▶ **Task to carry out**
Quote the listing below in its entirety.

▶ **Point annotation records**

☆ ☆ ☆ ☆ ☆ ☆ ☆

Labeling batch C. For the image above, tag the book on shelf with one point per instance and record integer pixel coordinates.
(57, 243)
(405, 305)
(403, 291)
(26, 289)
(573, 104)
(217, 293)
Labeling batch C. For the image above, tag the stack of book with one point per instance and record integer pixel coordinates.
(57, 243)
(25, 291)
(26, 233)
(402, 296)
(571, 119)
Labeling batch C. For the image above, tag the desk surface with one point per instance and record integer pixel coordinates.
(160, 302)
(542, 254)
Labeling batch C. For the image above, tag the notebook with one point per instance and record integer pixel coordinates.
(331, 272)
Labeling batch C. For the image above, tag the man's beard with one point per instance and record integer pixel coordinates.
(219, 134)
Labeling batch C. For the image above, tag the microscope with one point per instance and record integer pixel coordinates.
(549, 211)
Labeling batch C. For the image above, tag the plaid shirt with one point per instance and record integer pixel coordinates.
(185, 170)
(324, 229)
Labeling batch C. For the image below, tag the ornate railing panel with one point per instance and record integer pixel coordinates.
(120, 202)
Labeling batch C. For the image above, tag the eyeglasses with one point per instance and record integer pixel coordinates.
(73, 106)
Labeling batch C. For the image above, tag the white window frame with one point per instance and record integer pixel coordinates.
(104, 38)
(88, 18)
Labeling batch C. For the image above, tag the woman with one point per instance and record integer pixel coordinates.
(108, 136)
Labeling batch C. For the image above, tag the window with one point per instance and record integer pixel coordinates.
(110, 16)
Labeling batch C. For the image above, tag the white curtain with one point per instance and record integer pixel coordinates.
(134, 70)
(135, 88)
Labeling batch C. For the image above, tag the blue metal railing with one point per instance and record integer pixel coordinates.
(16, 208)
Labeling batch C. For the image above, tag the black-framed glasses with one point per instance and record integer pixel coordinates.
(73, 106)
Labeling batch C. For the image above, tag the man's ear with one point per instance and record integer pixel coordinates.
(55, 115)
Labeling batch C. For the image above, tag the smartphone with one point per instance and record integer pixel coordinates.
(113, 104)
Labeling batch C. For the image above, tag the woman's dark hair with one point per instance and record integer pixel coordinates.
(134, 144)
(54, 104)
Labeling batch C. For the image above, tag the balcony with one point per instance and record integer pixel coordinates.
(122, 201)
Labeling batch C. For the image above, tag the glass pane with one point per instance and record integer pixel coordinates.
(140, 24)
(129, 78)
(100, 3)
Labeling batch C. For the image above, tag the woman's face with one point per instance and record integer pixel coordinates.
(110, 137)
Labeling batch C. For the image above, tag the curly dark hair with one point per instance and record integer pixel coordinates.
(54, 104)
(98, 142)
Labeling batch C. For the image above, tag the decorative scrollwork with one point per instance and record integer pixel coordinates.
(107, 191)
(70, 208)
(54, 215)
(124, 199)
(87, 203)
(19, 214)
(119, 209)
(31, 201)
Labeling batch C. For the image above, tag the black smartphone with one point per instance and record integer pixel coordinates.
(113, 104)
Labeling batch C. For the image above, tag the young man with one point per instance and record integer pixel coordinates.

☆ ☆ ☆ ☆ ☆ ☆ ☆

▶ **Correct response**
Labeling batch C. For the image above, tag the book on shelf with one point per instance and record integer pixel coordinates.
(57, 243)
(405, 305)
(403, 291)
(26, 289)
(573, 104)
(217, 293)
Labeling batch C. For the image above, tag the stack of book with one point per instance and record integer pixel coordinates.
(57, 243)
(25, 291)
(26, 233)
(402, 296)
(571, 119)
Labeling batch C. For the image above, tag the desk surface with one point per instance and record integer pixel coordinates.
(160, 302)
(542, 254)
Labeling batch C. For the image above, tag the notebook with one point per instance and record integer pixel coordinates.
(331, 272)
Labeling batch C. For the image above, tag the man's beard with one point per instance and record integer pixel coordinates.
(219, 134)
Labeling batch C. For the image above, tag the microscope with one point per instance and record integer pixel coordinates.
(549, 211)
Labeling batch C. For the image above, tag the plaid shirt with one point per instance and record integer pixel coordinates.
(185, 170)
(324, 229)
Labeling batch C. For the image below, tag the ornate railing panel with one point per instance and record integer pixel coordinates.
(120, 202)
Labeling batch C. For the image above, tag the eyeglasses with one point per instance and record integer pixel coordinates.
(73, 106)
Labeling batch C. For the image above, tag the white window frame with one point per instance and record integer pixel coordinates.
(104, 38)
(88, 18)
Labeling batch C. For the image above, tag the woman with one point per instance and record integer pixel coordinates.
(108, 136)
Labeling batch C. For the image above, tag the window with one point per instance and record integer pixel coordinates.
(110, 16)
Labeling batch C. For the image above, tag the white curtain with one point per instance and record integer pixel coordinates.
(134, 70)
(135, 88)
Labeling batch C. For the image above, tag the blue metal railing with one point per instance and record integer pixel coordinates.
(16, 208)
Labeling batch C. For the image above, tag the black-framed glasses with one point per instance and record integer pixel coordinates.
(73, 106)
Labeling batch C. For the image above, tag the man's ear with one point per instance and record integer pixel coordinates.
(55, 115)
Labeling batch C. For the image above, tag the smartphone with one point per instance and record integer pixel coordinates.
(113, 104)
Labeling batch C. For the image above, tag the woman's dark hair with one point per instance and record integer pixel coordinates.
(134, 144)
(54, 104)
Labeling batch C. For the image above, tag the balcony with one point per instance and record integer pixel coordinates.
(122, 201)
Labeling batch C. For the image above, tag the glass pane with one point per instance and record integer pixel coordinates.
(140, 24)
(129, 78)
(100, 3)
Labeling batch C. For the image above, tag the woman's face with one point per instance and record integer pixel coordinates.
(110, 137)
Labeling batch C. For the image above, tag the curly dark hair with one point per instance and record integer pixel coordinates.
(54, 104)
(98, 142)
Labeling batch C. For the image above, tag the decorative scrollwork with one point per instance and record integer pixel coordinates.
(107, 191)
(70, 208)
(54, 215)
(124, 199)
(87, 203)
(19, 214)
(119, 209)
(31, 201)
Labeling batch C. For the image above, tag the black smartphone with one point per instance and record integer pixel coordinates.
(113, 104)
Labeling batch C. For the image above, tag the young man with one point per instance and record integer pixel coordinates.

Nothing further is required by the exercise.